- _Exercise directions_:
Some lines below hold "instance". Pick them out and copy them.

Collected data entries
※ ※ ※

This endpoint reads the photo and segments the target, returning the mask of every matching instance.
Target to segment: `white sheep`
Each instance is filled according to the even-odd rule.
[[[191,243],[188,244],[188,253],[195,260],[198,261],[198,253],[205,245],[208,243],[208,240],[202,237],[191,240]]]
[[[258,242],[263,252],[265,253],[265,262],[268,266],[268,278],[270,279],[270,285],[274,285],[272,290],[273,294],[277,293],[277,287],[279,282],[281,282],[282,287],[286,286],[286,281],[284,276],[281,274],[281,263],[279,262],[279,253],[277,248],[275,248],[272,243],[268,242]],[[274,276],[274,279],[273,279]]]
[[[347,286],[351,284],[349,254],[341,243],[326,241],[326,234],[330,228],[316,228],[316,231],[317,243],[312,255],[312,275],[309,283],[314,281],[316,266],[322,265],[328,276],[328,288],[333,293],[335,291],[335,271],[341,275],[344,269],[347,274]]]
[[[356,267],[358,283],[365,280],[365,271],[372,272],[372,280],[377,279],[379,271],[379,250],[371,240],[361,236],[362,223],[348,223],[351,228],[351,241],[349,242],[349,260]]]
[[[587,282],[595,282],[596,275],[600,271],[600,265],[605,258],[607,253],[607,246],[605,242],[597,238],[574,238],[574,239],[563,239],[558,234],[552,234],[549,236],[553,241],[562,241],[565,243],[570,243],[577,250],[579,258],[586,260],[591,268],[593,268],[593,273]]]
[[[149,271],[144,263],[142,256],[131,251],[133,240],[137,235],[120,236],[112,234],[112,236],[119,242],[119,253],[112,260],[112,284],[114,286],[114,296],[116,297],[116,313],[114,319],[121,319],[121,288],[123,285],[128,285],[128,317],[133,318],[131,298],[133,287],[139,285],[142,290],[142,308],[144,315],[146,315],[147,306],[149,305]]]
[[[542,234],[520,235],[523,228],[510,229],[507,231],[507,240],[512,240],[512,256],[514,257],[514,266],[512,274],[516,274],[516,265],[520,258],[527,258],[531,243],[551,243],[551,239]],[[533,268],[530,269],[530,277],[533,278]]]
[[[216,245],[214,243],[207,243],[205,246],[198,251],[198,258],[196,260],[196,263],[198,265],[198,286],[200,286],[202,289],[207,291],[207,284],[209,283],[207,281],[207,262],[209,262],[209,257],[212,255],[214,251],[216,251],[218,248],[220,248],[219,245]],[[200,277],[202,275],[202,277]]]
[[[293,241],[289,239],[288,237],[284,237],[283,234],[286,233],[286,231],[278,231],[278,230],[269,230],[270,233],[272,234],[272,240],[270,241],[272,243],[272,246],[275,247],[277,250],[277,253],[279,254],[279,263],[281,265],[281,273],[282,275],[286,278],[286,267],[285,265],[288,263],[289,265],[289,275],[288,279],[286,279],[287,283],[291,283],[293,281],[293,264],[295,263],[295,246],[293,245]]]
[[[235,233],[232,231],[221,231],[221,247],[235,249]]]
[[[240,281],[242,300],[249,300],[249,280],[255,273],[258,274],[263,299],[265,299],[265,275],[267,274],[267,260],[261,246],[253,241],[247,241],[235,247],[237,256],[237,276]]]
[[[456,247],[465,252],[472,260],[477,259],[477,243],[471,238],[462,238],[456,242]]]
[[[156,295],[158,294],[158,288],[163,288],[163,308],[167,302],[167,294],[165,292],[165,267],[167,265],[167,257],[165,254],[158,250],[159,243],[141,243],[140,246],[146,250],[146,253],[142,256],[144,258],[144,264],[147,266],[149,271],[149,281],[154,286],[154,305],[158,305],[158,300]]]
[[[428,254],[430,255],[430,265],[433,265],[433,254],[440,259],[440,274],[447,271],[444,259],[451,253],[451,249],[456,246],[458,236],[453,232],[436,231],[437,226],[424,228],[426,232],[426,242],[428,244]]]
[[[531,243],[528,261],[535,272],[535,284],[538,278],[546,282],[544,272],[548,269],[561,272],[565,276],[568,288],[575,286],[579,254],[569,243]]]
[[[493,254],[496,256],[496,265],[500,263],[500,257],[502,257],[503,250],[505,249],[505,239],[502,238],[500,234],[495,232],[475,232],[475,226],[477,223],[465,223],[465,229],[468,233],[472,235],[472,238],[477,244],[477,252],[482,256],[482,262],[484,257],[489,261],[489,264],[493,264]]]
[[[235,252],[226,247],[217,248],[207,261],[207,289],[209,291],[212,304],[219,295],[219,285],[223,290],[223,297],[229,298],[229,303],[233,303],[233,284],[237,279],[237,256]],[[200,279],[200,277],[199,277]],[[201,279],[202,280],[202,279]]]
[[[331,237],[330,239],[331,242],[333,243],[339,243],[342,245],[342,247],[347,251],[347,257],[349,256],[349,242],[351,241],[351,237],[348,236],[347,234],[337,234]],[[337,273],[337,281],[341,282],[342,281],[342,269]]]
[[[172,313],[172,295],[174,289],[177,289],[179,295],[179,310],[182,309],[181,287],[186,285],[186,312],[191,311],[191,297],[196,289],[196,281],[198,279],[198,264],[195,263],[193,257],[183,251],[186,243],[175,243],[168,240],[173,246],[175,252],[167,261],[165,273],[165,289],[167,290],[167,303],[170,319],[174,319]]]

※ ※ ※

- _Written response_:
This endpoint reads the photo and segments the target, returning the mask of every matching instance.
Each instance is filled according to the even-odd rule.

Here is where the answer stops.